OBJECTIVE:
Without the images, print all the entries below exactly as given.

— BEGIN MATERIAL FOR THE TASK —

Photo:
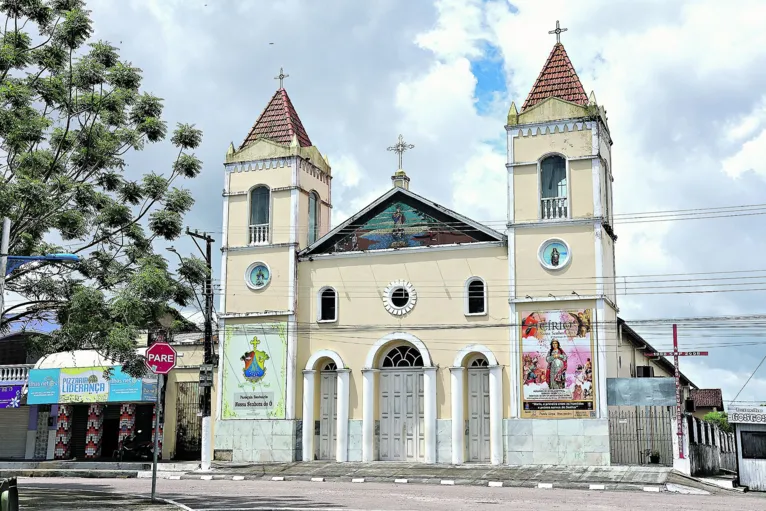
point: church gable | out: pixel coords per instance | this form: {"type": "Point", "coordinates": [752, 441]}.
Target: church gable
{"type": "Point", "coordinates": [402, 219]}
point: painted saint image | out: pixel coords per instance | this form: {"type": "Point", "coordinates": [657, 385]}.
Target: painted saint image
{"type": "Point", "coordinates": [555, 257]}
{"type": "Point", "coordinates": [255, 362]}
{"type": "Point", "coordinates": [557, 366]}
{"type": "Point", "coordinates": [552, 342]}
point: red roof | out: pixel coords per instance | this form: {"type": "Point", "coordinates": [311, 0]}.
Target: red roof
{"type": "Point", "coordinates": [278, 123]}
{"type": "Point", "coordinates": [707, 398]}
{"type": "Point", "coordinates": [557, 79]}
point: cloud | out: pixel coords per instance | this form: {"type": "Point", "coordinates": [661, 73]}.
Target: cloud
{"type": "Point", "coordinates": [682, 88]}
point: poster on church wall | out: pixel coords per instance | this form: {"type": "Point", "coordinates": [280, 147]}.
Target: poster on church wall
{"type": "Point", "coordinates": [254, 371]}
{"type": "Point", "coordinates": [557, 365]}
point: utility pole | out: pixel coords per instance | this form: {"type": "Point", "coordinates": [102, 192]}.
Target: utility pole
{"type": "Point", "coordinates": [206, 370]}
{"type": "Point", "coordinates": [4, 262]}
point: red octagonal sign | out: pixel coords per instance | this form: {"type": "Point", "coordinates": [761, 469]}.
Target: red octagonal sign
{"type": "Point", "coordinates": [160, 358]}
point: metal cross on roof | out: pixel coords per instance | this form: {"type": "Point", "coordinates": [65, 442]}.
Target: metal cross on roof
{"type": "Point", "coordinates": [281, 77]}
{"type": "Point", "coordinates": [399, 148]}
{"type": "Point", "coordinates": [558, 31]}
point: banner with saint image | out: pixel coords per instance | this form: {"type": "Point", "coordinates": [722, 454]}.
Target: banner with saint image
{"type": "Point", "coordinates": [557, 364]}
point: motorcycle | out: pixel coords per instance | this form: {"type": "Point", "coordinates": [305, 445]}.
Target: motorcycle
{"type": "Point", "coordinates": [134, 448]}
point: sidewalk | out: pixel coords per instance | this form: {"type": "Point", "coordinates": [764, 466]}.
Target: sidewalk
{"type": "Point", "coordinates": [646, 478]}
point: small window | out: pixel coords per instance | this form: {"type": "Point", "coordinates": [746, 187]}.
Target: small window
{"type": "Point", "coordinates": [553, 177]}
{"type": "Point", "coordinates": [313, 217]}
{"type": "Point", "coordinates": [328, 305]}
{"type": "Point", "coordinates": [754, 445]}
{"type": "Point", "coordinates": [476, 297]}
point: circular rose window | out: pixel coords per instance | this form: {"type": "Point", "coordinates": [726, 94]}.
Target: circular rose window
{"type": "Point", "coordinates": [554, 254]}
{"type": "Point", "coordinates": [399, 297]}
{"type": "Point", "coordinates": [257, 275]}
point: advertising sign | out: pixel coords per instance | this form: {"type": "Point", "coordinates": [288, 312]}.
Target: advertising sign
{"type": "Point", "coordinates": [10, 396]}
{"type": "Point", "coordinates": [88, 385]}
{"type": "Point", "coordinates": [557, 365]}
{"type": "Point", "coordinates": [255, 371]}
{"type": "Point", "coordinates": [747, 414]}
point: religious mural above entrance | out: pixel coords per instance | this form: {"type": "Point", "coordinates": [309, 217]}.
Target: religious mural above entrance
{"type": "Point", "coordinates": [557, 365]}
{"type": "Point", "coordinates": [255, 371]}
{"type": "Point", "coordinates": [401, 225]}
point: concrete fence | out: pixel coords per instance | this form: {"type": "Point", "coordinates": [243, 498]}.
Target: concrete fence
{"type": "Point", "coordinates": [9, 495]}
{"type": "Point", "coordinates": [710, 449]}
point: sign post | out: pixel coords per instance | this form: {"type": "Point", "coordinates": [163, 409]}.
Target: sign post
{"type": "Point", "coordinates": [675, 354]}
{"type": "Point", "coordinates": [160, 359]}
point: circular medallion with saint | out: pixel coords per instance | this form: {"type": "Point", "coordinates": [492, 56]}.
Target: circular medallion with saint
{"type": "Point", "coordinates": [257, 275]}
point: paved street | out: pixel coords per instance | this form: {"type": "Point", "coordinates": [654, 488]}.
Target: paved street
{"type": "Point", "coordinates": [254, 495]}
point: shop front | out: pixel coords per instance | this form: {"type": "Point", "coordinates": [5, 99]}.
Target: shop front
{"type": "Point", "coordinates": [97, 407]}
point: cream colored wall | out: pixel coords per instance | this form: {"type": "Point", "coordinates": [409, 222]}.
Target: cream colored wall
{"type": "Point", "coordinates": [572, 144]}
{"type": "Point", "coordinates": [438, 277]}
{"type": "Point", "coordinates": [581, 188]}
{"type": "Point", "coordinates": [534, 280]}
{"type": "Point", "coordinates": [242, 299]}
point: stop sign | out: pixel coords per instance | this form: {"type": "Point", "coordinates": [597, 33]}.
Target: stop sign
{"type": "Point", "coordinates": [160, 358]}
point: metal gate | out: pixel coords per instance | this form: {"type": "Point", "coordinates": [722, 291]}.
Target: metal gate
{"type": "Point", "coordinates": [188, 422]}
{"type": "Point", "coordinates": [641, 436]}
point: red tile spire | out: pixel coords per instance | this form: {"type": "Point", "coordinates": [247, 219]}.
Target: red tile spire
{"type": "Point", "coordinates": [279, 122]}
{"type": "Point", "coordinates": [557, 79]}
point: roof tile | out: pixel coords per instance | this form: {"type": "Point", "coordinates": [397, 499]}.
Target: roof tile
{"type": "Point", "coordinates": [278, 123]}
{"type": "Point", "coordinates": [557, 79]}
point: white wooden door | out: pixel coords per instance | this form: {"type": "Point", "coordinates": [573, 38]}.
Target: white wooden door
{"type": "Point", "coordinates": [478, 415]}
{"type": "Point", "coordinates": [328, 414]}
{"type": "Point", "coordinates": [402, 433]}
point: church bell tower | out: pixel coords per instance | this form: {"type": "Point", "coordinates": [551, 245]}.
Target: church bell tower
{"type": "Point", "coordinates": [561, 246]}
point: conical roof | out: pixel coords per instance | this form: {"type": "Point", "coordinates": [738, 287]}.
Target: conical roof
{"type": "Point", "coordinates": [557, 79]}
{"type": "Point", "coordinates": [278, 123]}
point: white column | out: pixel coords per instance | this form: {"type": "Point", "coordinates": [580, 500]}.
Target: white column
{"type": "Point", "coordinates": [368, 414]}
{"type": "Point", "coordinates": [458, 415]}
{"type": "Point", "coordinates": [429, 413]}
{"type": "Point", "coordinates": [341, 429]}
{"type": "Point", "coordinates": [308, 415]}
{"type": "Point", "coordinates": [496, 414]}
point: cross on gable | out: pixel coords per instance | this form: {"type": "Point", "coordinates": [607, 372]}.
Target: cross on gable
{"type": "Point", "coordinates": [558, 31]}
{"type": "Point", "coordinates": [399, 148]}
{"type": "Point", "coordinates": [281, 77]}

— END MATERIAL FOR THE TASK —

RIGHT ANSWER:
Photo:
point: church gable | out: pixel coords per instance | this form: {"type": "Point", "coordinates": [752, 441]}.
Target: church gable
{"type": "Point", "coordinates": [402, 219]}
point: painted saint image | out: pixel coords per instance | this form: {"type": "Point", "coordinates": [657, 385]}.
Target: painted saint image
{"type": "Point", "coordinates": [555, 257]}
{"type": "Point", "coordinates": [255, 362]}
{"type": "Point", "coordinates": [557, 366]}
{"type": "Point", "coordinates": [552, 342]}
point: red roof | out: pixel coords per instance | this form: {"type": "Point", "coordinates": [311, 0]}.
Target: red roof
{"type": "Point", "coordinates": [278, 123]}
{"type": "Point", "coordinates": [707, 398]}
{"type": "Point", "coordinates": [557, 79]}
point: cloud | out: pixel coords per instance | this form: {"type": "Point", "coordinates": [661, 73]}.
Target: cloud
{"type": "Point", "coordinates": [682, 88]}
point: poster on church wall | out: pixel coords per instance | this form: {"type": "Point", "coordinates": [280, 147]}.
Target: poster on church wall
{"type": "Point", "coordinates": [254, 371]}
{"type": "Point", "coordinates": [557, 365]}
point: utility pole | out: pixel coords per instance | this form: {"type": "Point", "coordinates": [102, 192]}.
Target: utility pole
{"type": "Point", "coordinates": [206, 370]}
{"type": "Point", "coordinates": [4, 262]}
point: red octagonal sign | out: pixel coords per instance | this form: {"type": "Point", "coordinates": [761, 469]}.
Target: red octagonal sign
{"type": "Point", "coordinates": [160, 358]}
point: metal cross on roof | out: pixel coords per instance | this form: {"type": "Point", "coordinates": [65, 442]}.
Target: metal cross on roof
{"type": "Point", "coordinates": [281, 77]}
{"type": "Point", "coordinates": [399, 148]}
{"type": "Point", "coordinates": [558, 31]}
point: banner with saint image | out: pixel coords per instance | this form: {"type": "Point", "coordinates": [722, 454]}.
Target: banner with saint image
{"type": "Point", "coordinates": [557, 364]}
point: motorcycle | out: pixel coords per instance | this form: {"type": "Point", "coordinates": [305, 445]}.
Target: motorcycle
{"type": "Point", "coordinates": [134, 448]}
point: sidewalk | out: pixel coords per instance | this form: {"type": "Point", "coordinates": [764, 466]}.
Target: sidewalk
{"type": "Point", "coordinates": [646, 478]}
point: small window | out: pixel coords per instance | this form: {"type": "Point", "coordinates": [746, 187]}.
Target: small window
{"type": "Point", "coordinates": [553, 177]}
{"type": "Point", "coordinates": [313, 217]}
{"type": "Point", "coordinates": [328, 305]}
{"type": "Point", "coordinates": [754, 445]}
{"type": "Point", "coordinates": [476, 297]}
point: circular rose window | out: pixel coords per instance | this form: {"type": "Point", "coordinates": [726, 94]}.
Target: circular rose window
{"type": "Point", "coordinates": [554, 254]}
{"type": "Point", "coordinates": [399, 297]}
{"type": "Point", "coordinates": [257, 275]}
point: advertising sign | out: pixel coords per instance | this form: {"type": "Point", "coordinates": [288, 312]}.
Target: advertising sign
{"type": "Point", "coordinates": [10, 396]}
{"type": "Point", "coordinates": [88, 385]}
{"type": "Point", "coordinates": [557, 365]}
{"type": "Point", "coordinates": [255, 371]}
{"type": "Point", "coordinates": [747, 414]}
point: religious mural above entrance | out: pixel coords per instance | this form: {"type": "Point", "coordinates": [309, 217]}.
Target: religious mural above entrance
{"type": "Point", "coordinates": [557, 365]}
{"type": "Point", "coordinates": [255, 371]}
{"type": "Point", "coordinates": [401, 225]}
point: concrete fence | out: pixel coords per instance | this form: {"type": "Point", "coordinates": [243, 498]}.
Target: concrete fence
{"type": "Point", "coordinates": [9, 495]}
{"type": "Point", "coordinates": [710, 449]}
point: sign post | out: pixel coords per instance | this form: {"type": "Point", "coordinates": [163, 409]}.
Target: sign post
{"type": "Point", "coordinates": [675, 354]}
{"type": "Point", "coordinates": [160, 359]}
point: circular medallion with saint | out: pixel coords per instance | this form: {"type": "Point", "coordinates": [492, 56]}.
Target: circular medallion with saint
{"type": "Point", "coordinates": [257, 275]}
point: paved street | out: pixel coords per instance | this form: {"type": "Point", "coordinates": [654, 488]}.
Target: paved street
{"type": "Point", "coordinates": [254, 495]}
point: shop front | out: pixel coords per instance | this form: {"type": "Point", "coordinates": [5, 99]}.
Target: shop front
{"type": "Point", "coordinates": [97, 407]}
point: cream colored wall | out: pixel coords per instance | this form: {"type": "Point", "coordinates": [409, 222]}.
Target: cream colored wall
{"type": "Point", "coordinates": [572, 144]}
{"type": "Point", "coordinates": [438, 277]}
{"type": "Point", "coordinates": [581, 188]}
{"type": "Point", "coordinates": [534, 280]}
{"type": "Point", "coordinates": [242, 299]}
point: stop sign | out: pixel coords per instance | this form: {"type": "Point", "coordinates": [597, 33]}.
Target: stop sign
{"type": "Point", "coordinates": [160, 358]}
point: metal gate | out: pixel coords per instance | this form: {"type": "Point", "coordinates": [722, 291]}.
Target: metal gate
{"type": "Point", "coordinates": [188, 422]}
{"type": "Point", "coordinates": [641, 436]}
point: red tile spire | out: pixel coords per instance | this form: {"type": "Point", "coordinates": [247, 219]}.
Target: red tile spire
{"type": "Point", "coordinates": [279, 122]}
{"type": "Point", "coordinates": [557, 79]}
point: roof tile | out: pixel coords per instance | this form: {"type": "Point", "coordinates": [397, 499]}.
Target: roof tile
{"type": "Point", "coordinates": [278, 123]}
{"type": "Point", "coordinates": [557, 79]}
point: white wooden door | out: pixel coords per instance | this form: {"type": "Point", "coordinates": [573, 38]}.
Target: white wooden door
{"type": "Point", "coordinates": [478, 415]}
{"type": "Point", "coordinates": [328, 414]}
{"type": "Point", "coordinates": [402, 433]}
point: church bell tower | out: pixel coords per instance | this form: {"type": "Point", "coordinates": [551, 245]}.
Target: church bell tower
{"type": "Point", "coordinates": [561, 246]}
point: conical roof | out: pixel coords per instance | this form: {"type": "Point", "coordinates": [738, 287]}.
Target: conical roof
{"type": "Point", "coordinates": [557, 79]}
{"type": "Point", "coordinates": [278, 123]}
point: white column | out: pixel coords per instance | this form: {"type": "Point", "coordinates": [580, 500]}.
Target: white column
{"type": "Point", "coordinates": [368, 414]}
{"type": "Point", "coordinates": [458, 415]}
{"type": "Point", "coordinates": [429, 413]}
{"type": "Point", "coordinates": [341, 429]}
{"type": "Point", "coordinates": [308, 415]}
{"type": "Point", "coordinates": [496, 414]}
point: cross on gable | out: pixel coords per instance | this form: {"type": "Point", "coordinates": [607, 372]}.
Target: cross on gable
{"type": "Point", "coordinates": [558, 31]}
{"type": "Point", "coordinates": [399, 148]}
{"type": "Point", "coordinates": [281, 77]}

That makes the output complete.